WHAT NEEDS TO BE DONE:
Write out, word for word, every line from the one containing "tall grass in" through the last line of the records below, both ends included.

GIVEN INFORMATION:

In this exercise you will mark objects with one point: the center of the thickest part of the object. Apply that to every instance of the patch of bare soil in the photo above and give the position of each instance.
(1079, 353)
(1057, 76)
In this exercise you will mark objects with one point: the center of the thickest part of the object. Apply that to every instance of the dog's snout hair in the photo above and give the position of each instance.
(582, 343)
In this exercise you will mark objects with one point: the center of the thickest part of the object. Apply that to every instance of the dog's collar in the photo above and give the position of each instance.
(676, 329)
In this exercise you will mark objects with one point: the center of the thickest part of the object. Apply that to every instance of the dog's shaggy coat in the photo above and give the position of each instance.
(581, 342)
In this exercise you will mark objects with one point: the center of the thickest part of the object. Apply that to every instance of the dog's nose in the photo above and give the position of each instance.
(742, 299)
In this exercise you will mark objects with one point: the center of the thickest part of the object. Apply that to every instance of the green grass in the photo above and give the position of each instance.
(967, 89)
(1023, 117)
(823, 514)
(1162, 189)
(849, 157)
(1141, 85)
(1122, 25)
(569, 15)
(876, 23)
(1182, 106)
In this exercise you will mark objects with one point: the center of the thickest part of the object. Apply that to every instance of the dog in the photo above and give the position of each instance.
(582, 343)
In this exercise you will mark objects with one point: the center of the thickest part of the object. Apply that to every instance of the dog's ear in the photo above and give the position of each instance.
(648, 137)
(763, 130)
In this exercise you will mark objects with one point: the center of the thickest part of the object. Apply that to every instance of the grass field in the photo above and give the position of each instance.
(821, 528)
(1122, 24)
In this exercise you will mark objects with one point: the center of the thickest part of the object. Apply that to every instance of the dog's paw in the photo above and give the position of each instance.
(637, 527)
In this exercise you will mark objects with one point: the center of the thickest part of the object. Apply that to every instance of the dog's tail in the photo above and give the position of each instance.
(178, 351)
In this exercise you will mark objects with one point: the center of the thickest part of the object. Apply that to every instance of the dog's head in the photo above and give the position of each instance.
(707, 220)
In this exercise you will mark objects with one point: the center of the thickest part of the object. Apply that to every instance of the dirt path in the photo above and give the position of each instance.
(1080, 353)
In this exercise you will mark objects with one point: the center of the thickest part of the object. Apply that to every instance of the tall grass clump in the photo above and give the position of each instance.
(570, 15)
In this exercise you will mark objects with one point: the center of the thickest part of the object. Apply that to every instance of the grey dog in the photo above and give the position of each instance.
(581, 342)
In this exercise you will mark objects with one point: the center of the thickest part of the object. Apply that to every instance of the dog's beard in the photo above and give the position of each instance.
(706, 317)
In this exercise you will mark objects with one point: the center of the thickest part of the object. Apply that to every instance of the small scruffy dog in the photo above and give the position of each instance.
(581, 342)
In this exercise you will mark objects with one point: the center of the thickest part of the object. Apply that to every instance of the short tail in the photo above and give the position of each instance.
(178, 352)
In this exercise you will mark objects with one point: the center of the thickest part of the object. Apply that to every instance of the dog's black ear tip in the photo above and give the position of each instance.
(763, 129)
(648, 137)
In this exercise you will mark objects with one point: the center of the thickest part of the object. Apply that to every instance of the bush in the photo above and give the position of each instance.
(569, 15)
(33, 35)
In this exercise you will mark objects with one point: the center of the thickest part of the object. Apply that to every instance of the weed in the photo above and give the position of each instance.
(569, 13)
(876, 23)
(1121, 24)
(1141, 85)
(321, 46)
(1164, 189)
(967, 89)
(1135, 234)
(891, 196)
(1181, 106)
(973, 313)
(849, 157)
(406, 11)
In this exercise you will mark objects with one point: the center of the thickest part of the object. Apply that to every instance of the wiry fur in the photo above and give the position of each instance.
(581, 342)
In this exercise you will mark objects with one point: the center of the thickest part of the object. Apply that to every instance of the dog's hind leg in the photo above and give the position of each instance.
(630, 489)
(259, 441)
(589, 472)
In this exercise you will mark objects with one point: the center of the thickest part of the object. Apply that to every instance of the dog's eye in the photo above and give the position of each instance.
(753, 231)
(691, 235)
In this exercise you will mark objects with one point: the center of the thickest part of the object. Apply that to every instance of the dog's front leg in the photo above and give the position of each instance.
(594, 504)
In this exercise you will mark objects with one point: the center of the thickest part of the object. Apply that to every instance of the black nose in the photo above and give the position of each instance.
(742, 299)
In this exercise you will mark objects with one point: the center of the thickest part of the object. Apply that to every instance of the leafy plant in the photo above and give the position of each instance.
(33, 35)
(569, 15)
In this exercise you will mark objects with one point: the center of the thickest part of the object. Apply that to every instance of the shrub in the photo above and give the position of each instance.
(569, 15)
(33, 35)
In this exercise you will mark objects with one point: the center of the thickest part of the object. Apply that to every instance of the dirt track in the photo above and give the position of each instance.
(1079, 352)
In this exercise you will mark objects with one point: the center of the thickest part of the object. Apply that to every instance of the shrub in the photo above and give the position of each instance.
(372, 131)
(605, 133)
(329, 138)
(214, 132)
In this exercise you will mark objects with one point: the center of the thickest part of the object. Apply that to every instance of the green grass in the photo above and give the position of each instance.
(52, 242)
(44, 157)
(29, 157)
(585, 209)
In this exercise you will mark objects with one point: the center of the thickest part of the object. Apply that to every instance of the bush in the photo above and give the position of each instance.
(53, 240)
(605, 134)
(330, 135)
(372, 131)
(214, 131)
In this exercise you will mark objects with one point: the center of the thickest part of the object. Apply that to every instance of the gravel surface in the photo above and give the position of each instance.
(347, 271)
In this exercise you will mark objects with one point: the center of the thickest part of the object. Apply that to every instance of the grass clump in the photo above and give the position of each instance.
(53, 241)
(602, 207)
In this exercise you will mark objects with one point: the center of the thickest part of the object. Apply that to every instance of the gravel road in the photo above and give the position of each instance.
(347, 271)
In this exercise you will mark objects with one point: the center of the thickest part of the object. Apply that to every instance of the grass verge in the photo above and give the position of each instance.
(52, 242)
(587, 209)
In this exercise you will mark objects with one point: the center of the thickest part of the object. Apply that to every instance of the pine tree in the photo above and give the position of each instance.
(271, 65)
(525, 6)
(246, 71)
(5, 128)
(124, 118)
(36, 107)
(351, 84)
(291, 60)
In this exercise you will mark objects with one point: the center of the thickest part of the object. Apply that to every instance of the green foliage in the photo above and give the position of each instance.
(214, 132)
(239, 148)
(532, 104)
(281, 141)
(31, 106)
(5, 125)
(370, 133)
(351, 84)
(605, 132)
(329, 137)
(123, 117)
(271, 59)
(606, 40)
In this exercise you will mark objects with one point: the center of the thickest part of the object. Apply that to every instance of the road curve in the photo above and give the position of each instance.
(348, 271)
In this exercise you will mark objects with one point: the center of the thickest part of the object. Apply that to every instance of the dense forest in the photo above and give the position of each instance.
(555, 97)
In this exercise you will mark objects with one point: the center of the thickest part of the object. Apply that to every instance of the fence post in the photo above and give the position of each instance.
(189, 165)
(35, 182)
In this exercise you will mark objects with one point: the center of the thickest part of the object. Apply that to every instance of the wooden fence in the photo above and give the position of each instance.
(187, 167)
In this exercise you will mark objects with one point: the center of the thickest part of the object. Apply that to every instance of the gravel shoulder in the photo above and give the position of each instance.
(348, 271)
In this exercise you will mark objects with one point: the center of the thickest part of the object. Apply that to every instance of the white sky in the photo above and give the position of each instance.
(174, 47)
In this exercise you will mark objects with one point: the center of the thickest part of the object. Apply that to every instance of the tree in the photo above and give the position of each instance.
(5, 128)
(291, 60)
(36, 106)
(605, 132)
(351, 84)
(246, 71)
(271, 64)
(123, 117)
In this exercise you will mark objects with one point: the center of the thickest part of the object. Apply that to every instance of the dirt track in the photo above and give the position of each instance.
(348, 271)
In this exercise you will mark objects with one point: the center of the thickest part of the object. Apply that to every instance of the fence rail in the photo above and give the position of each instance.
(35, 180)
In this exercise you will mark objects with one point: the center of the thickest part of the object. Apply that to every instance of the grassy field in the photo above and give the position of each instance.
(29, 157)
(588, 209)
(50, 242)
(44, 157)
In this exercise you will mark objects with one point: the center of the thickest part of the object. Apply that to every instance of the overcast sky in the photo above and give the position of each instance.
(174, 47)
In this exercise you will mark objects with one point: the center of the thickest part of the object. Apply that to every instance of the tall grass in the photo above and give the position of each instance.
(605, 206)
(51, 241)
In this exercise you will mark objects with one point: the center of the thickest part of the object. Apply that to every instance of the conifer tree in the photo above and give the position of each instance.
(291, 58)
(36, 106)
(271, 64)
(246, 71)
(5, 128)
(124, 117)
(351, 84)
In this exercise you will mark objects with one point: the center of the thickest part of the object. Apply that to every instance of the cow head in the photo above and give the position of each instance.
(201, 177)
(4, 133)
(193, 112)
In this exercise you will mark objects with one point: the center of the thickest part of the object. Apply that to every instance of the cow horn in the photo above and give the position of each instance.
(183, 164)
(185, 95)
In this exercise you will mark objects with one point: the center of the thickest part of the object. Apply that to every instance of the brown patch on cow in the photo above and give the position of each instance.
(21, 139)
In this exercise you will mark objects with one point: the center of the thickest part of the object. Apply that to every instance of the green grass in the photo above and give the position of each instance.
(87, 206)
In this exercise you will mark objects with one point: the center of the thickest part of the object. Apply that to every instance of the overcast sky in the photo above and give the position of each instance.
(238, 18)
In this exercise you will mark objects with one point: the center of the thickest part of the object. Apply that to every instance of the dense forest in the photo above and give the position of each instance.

FULL OUTPUT:
In this exercise you will mark objects with one point: the center of the thickest part of the object. Apply that to every instance of the tall grass in the photo above and give the position of each instance.
(605, 206)
(51, 241)
In this exercise you will mark objects with one point: the center of the thickest part of the object. Apply that to every instance of the conifer tree in the photo above and give the position of each instance.
(291, 58)
(36, 106)
(271, 64)
(246, 71)
(5, 128)
(124, 117)
(351, 84)
In this exercise you will mark objects with one point: the center of the thickest part of the object. Apply that to every instance of the cow head in the photo above and give the position of each instance.
(201, 177)
(4, 133)
(193, 112)
In this exercise you will mark objects with one point: the center of the thickest part of the object. Apply that to every instance of the cow horn in the photo above and give the position of each instance.
(183, 164)
(185, 95)
In this exercise you will mark objects with one point: the center of the thickest part of the object. Apply that to every instance of the brown patch on cow in the photo above and give the position of each instance.
(21, 139)
In this exercise you will mark objects with one point: the center of the thickest part of the object. Apply that to every instance of the green grass in the photo above and give the position of each instance.
(87, 206)
In this exercise you will mark objects with one point: the center of the thickest part of the object. Apply that to every instance of the overcast sky in the photo above and give the position of each instance.
(238, 18)
In this exercise you will mark objects with one point: the center of the thickest part of the object. Apply that to every instance of the dense forest in the photo above and give the position of each instance.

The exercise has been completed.